### YOUR INSTRUCTIONS
All lines from the opening of the entries below through the line containing "negative clicks: (213, 71) (146, 257)" must be output exactly as they appear, with no other lines.
** INFORMATION follows **
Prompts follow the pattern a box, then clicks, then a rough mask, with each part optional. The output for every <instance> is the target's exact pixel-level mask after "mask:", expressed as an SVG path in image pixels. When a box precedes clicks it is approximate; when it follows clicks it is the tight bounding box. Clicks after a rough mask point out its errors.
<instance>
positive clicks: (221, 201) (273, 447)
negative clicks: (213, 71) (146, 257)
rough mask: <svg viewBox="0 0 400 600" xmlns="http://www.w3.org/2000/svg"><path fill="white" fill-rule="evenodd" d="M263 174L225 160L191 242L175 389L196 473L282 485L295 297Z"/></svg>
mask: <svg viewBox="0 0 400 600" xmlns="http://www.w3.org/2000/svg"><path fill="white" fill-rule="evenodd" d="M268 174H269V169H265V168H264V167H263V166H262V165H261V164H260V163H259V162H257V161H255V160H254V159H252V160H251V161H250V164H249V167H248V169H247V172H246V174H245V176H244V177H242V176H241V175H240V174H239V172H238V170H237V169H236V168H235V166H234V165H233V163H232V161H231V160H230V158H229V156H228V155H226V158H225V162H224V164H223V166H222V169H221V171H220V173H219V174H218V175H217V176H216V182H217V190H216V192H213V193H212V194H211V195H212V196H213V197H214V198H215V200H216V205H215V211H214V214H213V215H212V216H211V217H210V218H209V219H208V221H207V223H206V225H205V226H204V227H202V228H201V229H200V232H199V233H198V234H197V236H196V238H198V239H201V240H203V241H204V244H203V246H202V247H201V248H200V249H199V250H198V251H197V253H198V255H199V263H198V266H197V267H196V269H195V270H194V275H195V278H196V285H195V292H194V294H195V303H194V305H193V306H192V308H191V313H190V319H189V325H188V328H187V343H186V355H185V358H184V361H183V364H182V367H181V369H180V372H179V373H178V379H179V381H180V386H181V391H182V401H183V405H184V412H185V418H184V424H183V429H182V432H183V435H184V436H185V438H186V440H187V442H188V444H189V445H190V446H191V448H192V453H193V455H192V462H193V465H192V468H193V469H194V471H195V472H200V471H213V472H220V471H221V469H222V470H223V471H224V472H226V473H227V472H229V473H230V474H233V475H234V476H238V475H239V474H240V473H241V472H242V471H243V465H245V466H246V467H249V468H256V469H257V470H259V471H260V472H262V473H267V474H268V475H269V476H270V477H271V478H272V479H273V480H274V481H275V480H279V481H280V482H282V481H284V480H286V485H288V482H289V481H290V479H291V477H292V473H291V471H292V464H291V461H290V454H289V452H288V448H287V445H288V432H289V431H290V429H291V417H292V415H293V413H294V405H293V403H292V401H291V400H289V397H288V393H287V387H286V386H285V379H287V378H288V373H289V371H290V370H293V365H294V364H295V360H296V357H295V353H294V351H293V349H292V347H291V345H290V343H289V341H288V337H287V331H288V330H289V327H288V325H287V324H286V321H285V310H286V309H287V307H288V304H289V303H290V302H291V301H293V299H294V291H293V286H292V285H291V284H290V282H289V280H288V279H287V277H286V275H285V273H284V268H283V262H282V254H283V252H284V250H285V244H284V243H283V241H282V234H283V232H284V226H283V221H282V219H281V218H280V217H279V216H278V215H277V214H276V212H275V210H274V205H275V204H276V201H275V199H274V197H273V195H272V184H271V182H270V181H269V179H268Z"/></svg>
** End of INFORMATION **
### RESULT BELOW
Prompts follow the pattern a box, then clicks, then a rough mask, with each part optional. The output for every <instance> is the target's exact pixel-level mask after "mask:", expressed as an SVG path in image pixels. When a box precedes clicks it is approximate; when it follows clicks it is the tight bounding box. Clicks after a rough mask point out its errors.
<instance>
positive clicks: (221, 201) (273, 447)
negative clicks: (213, 71) (146, 257)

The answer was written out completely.